-- Exercise goal --
Copy out each of the following items word for word, keeping every line unchanged.

[Source items]
================

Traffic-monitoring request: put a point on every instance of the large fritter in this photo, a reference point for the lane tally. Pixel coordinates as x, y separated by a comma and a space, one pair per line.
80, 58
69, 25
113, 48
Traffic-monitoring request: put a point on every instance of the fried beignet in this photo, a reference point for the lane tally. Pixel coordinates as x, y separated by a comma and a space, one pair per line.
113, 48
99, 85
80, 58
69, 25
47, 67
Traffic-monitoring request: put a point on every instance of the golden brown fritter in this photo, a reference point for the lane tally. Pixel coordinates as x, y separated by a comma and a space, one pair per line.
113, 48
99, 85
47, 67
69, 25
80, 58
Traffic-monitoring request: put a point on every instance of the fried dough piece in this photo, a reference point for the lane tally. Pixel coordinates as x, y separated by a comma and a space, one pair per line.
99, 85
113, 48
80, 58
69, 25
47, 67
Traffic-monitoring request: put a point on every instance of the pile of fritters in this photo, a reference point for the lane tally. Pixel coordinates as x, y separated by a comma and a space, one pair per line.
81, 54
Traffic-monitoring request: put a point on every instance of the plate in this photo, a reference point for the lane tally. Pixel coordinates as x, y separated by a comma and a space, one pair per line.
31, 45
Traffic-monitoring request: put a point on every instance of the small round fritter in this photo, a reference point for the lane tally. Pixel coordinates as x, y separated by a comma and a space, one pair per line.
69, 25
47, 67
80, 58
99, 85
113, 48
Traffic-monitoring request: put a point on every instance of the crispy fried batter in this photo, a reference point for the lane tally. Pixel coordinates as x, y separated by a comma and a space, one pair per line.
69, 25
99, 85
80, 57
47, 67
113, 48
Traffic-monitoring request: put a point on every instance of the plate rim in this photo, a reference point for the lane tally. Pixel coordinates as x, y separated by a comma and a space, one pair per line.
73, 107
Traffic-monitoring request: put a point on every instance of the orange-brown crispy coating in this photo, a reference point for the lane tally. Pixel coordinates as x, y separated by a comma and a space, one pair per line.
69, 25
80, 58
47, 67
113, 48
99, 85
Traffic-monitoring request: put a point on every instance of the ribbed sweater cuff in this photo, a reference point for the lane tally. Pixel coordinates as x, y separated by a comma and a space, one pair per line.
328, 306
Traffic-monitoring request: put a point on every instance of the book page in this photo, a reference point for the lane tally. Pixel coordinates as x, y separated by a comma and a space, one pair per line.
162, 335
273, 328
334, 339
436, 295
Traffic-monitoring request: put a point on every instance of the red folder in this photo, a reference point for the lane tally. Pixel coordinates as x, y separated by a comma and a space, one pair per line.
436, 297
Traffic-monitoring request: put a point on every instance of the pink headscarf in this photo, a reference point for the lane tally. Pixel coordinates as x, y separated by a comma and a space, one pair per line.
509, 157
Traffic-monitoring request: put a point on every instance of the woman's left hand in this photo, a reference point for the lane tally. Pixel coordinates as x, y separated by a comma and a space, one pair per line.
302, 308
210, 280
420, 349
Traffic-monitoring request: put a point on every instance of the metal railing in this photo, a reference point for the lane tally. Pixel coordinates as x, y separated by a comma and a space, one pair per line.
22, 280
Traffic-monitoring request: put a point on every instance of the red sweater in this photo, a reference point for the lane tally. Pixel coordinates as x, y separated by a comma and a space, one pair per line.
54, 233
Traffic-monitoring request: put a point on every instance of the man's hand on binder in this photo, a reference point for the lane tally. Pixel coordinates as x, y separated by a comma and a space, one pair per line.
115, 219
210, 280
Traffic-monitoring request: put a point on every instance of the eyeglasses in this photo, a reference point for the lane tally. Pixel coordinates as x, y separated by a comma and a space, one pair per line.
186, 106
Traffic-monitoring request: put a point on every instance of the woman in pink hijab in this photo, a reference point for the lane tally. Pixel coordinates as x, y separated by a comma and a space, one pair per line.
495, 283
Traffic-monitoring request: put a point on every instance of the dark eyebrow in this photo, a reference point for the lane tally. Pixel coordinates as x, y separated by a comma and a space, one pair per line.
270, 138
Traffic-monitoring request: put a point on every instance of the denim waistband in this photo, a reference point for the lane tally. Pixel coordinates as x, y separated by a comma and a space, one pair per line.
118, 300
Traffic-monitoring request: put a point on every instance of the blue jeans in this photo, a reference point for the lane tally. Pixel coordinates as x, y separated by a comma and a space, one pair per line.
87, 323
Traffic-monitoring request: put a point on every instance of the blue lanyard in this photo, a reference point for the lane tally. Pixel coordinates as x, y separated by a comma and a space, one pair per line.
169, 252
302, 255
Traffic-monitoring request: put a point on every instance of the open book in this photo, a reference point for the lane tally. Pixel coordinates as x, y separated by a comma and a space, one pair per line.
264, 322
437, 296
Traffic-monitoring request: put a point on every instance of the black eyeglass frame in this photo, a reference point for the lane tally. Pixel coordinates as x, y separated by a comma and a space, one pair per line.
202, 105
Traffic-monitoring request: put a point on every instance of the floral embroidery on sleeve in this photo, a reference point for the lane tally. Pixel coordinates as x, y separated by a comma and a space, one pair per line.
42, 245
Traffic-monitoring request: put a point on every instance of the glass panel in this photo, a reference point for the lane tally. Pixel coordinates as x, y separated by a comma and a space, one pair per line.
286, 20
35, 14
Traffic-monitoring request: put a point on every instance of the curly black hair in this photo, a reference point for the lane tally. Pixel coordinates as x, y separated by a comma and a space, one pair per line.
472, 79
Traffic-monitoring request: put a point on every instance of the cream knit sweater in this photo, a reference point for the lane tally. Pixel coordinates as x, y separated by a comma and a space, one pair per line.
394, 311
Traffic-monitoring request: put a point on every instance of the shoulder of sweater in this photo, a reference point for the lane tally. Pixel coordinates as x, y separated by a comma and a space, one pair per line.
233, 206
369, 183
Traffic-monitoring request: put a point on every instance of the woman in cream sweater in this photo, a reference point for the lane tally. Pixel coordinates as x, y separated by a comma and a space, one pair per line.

================

-- Response to the task --
Traffic-monitoring request: put a point on every instance of the large fritter in this photo, a reference point for the lane tally. Pixel coordinates as x, y separated by a comma and a space, one pair per line.
80, 58
69, 25
113, 48
Traffic-monitoring request: put a point on every instance of the fried beignet in this photo, a reference point for the lane tally. Pixel coordinates as x, y separated by a comma and a space, one pair per line.
113, 48
99, 85
80, 58
69, 25
47, 67
Traffic-monitoring request: put a point on every instance of the golden brown fritter in this photo, a reference point for the lane tally. Pixel coordinates as x, y separated by a comma and a space, one pair per line.
113, 48
99, 85
47, 67
69, 25
80, 58
Traffic-monitoring request: put a point on every instance of the fried dough piece in this photo, a reference point for the lane tally. Pixel coordinates as x, y separated by a comma and a space, one pair per line.
99, 85
113, 48
80, 58
69, 25
47, 67
Traffic-monitoring request: put a point on every instance of the pile of fritters in this photo, a reference point for the lane tally. Pixel coordinates as x, y separated by a comma and a space, one pair per line.
81, 54
Traffic-monitoring request: put a point on every instance of the plate in this photo, a reference point for the lane tally. Pixel coordinates as x, y separated by a comma and a space, one pair per line.
31, 45
Traffic-monitoring request: put a point on every instance of the small round fritter in this photo, a reference point for the lane tally. Pixel coordinates as x, y separated by a comma and a space, one pair per line.
69, 25
47, 67
80, 58
99, 85
113, 48
Traffic-monitoring request: put a point on every instance of the crispy fried batter in this photo, a reference point for the lane tally. Pixel coordinates as x, y separated by a comma and a space, one pair per line.
69, 25
99, 85
80, 57
47, 67
113, 48
Traffic-monitoring request: put a point on every instance of the plate rim in this photo, a reference point for the lane tally. Pixel coordinates as x, y separated by a comma and a space, one pair per line.
73, 107
Traffic-monitoring request: put a point on every instance of the orange-brown crispy coating in this photo, a reference point for the lane tally. Pixel coordinates as x, y separated by a comma and a space, one pair per line.
69, 25
80, 58
47, 67
113, 48
99, 85
Traffic-monitoring request: put a point on every instance of the ribbed sweater cuff in this photo, a reference point for the lane tally. Pixel coordinates as x, y separated by a comma and a space, one pair per line.
328, 306
Traffic-monitoring request: put a point on every instance of the book page in this photo, a reference point for the lane tally. Pixel coordinates as x, y separated by a comma and a space, one pair per line.
162, 335
273, 328
334, 339
436, 295
Traffic-monitoring request: put a point on every instance of the red folder in this photo, a reference point for the lane tally. Pixel coordinates as x, y separated by a comma and a space, one pair per line.
436, 297
Traffic-monitoring request: put a point on every instance of the pink headscarf in this photo, a reference point for the lane tally. Pixel coordinates as x, y separated by a comma and a space, one pair per line.
509, 157
Traffic-monitoring request: put a point on every instance of the woman's left hand in this photo, a reference point for the lane tally. Pixel coordinates as x, y separated by a comma and a space, one pair per line.
302, 308
210, 280
420, 349
Traffic-monitoring request: put a point on every instance of the metal railing in this photo, a reference point for the lane tally. Pixel coordinates as x, y separated by a comma and a space, one pair per line.
22, 280
Traffic-monitoring request: put a point on every instance of the red sweater in this photo, a reference point for the lane tally. Pixel coordinates as x, y separated by a comma and a space, one pair per line.
54, 233
Traffic-monitoring request: put a point on every instance of the man's hand on binder in this photo, a reference point for the lane tally. Pixel coordinates as x, y separated by a comma and a space, one pair per line.
115, 219
210, 280
Traffic-monitoring request: put a point on every instance of the eyeglasses in this photo, a reference point for the lane tally. Pixel coordinates as x, y separated by a comma and a space, one pair per line.
186, 106
Traffic-monitoring request: put a point on every instance of the woman in pink hijab in this photo, a reference point for the lane tally. Pixel coordinates as x, y separated by a comma and a space, one pair per line.
495, 283
Traffic-monitoring request: put a point on every instance of the dark eyebrow in this photo, a reference point for the lane tally. Pixel coordinates as x, y separated by a comma and a space, one pair per line.
270, 138
Traffic-monitoring request: put a point on every instance of the denim waistband in this photo, a reference point for the lane tally. Pixel coordinates as x, y separated by a comma and a space, one pair per line.
118, 300
Traffic-monitoring request: put a point on every instance of the blue jeans in this photo, a reference point for the lane tally. Pixel coordinates as x, y separated by a comma and a space, one pair per line.
87, 323
Traffic-monitoring request: put a point on every instance of the blue lanyard in this photo, a reference point for the lane tally. Pixel coordinates as x, y separated by a comma and a space, one pair per line.
169, 252
302, 255
Traffic-monitoring request: put a point on every instance of the open book in this photo, a reference point for the lane tally. Pixel coordinates as x, y separated by a comma and a space, one pair per line.
264, 322
437, 296
Traffic-monitoring request: put a point on every instance of the black eyeglass frame in this photo, a reference point for the lane tally. Pixel coordinates as x, y separated by a comma and a space, one pair per line.
202, 105
Traffic-monitoring request: put a point on every instance of the floral embroidery on sleeve in this photo, a reference point for the lane tally. Pixel coordinates as x, y separated by a comma and a space, one pair per line.
42, 245
Traffic-monitoring request: put a point on every instance of the glass panel in this photo, a reference point for the lane tally. Pixel coordinates as x, y separated by a comma and a space, one pair per line.
286, 20
35, 14
Traffic-monitoring request: put a point on every instance of the curly black hair in this photo, a reference point for the lane tally. Pixel coordinates as x, y separated by a comma and a space, one pair per line.
472, 79
Traffic-monitoring request: put a point on every instance of the cream knit sweater in this photo, a reference point for the lane tally. Pixel coordinates as x, y separated by a comma and a space, one pair per line.
394, 311
Traffic-monitoring request: put a point on every instance of the shoulder of sweater in this photo, a reference point for the lane tally. Pixel coordinates as x, y separated by a comma and a space, one pair per line.
233, 206
369, 183
Traffic-monitoring request: put a point on every instance of the woman in cream sweater in this photo, a reference point for the lane tally. Pixel coordinates as x, y separated by a comma and a space, one pair per line.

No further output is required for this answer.